Reproduce the ITIL discussion below word for word, from "Everybody is talking" to "get it going.", inclusive.

# TEXT PASSAGE
= = =
While I'm on this rant, I'll also state that the idea that we can effectively automate the Event Management process in a service-oriented manner without incorporating applications is another cop-out. You need to identify every layer of every component in an end-to-end service, learn the norms of all collected measurements at any point in time, and automatically isolate which layer of which component is the source of an issue (or Incident, or Event, or Problem, or whatever the hell you want to call it).

And oh by the way, you'd better be able to easily give relevant stakeholders an intelligent view of what's happening. The days of the operations bridge lighting up like a christmas tree are still with us, but it is killing any opportunity to significantly change the tribal culture of most IT organizations and it certainly doesn't address key issues for the Service Desk and Incident Management any more than re-defining "what is an Incident".

Finally, some promote the idea that we can magically collect data from hundreds of sources and funnel them into an 'engine' to sort things out. Maybe for base level 'infrastructure', but what happens as you incorporate applications into the mix? You'd better consider that UP FRONT, since without an application I don't see how you will EVER get to ITIL's definition of a service, and certainly not business service management (which is the end game). People who think they can effectively segregate applications from infrastructure and achieve business service management, without some overall end-to-end and top-to-bottom perspective, will be disappointed.

I'm all for process and workflow automation. It IS is important, but I think in many cases it may be the wrong place to be investing increasingly limited IT dollars. In a world where survival goes to the fittest, I believe that there should be much more discussion about automation of Event Management, with the skeptics among us keeping the Bull___ to a minimum. It holds an important key to successful ITSM adoption and cultural change.

How long will it take YOUR ITSM Suite vendor to reach this nirvana?

How long? Not long, cause what you reap is what you sow
- RATM

John M. Worthington
MyServiceMonitor, LLC

complexity rules again

Whenever I hear people talk about processes, and then using ITIL terms, shiver runs over my spine...

[1] please explain the difference between Event Management and Monitoring
[2] please show me the process that describes "the Monitoring Process" in ITIL
[3] try looking at the "Event Management Process" in ITIL, say it's a process, and keep your eyes dry.... and your nose from growing

Everybody is talking about customer interfaces (incidents, faults, complaints, service requests, etc. etc.) and then they're imagining a process behind it.
Why don't we use our common sense here?
Why not first think of the processes and then determining - as a consequence - what the interfaces would have to look like?
It would solve 99% of the issues in this discussion.
ITIL cannot be implemented in practice. It's a nice and useful reference framework of things you find in practice, but you need an implementation framework to get it going.

Don't expect too much from ITIL

[1] please explain the difference between Event Management and Monitoring
Event Management is the process of managing events. Monitoring is the process for identifying events.
= = =
# DATA
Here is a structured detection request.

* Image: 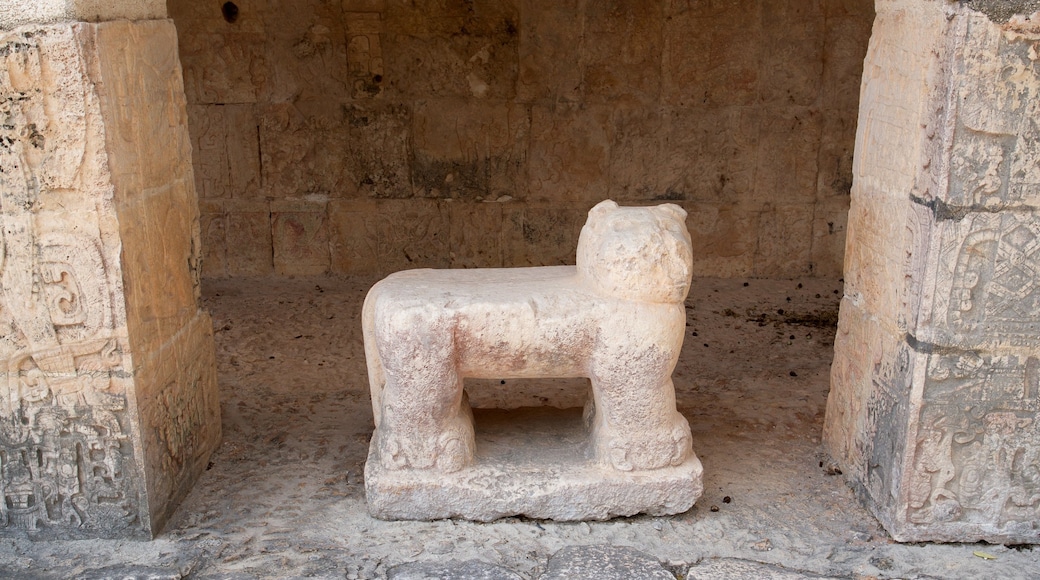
= = =
# ANSWER TO THE TASK
Everybody is talking about customer interfaces (incidents, faults, complaints, service requests, etc. etc.) and then they're imagining a process behind it.
Why don't we use our common sense here?
Why not first think of the processes and then determining - as a consequence - what the interfaces would have to look like?
It would solve 99% of the issues in this discussion.
ITIL cannot be implemented in practice. It's a nice and useful reference framework of things you find in practice, but you need an implementation framework to get it going.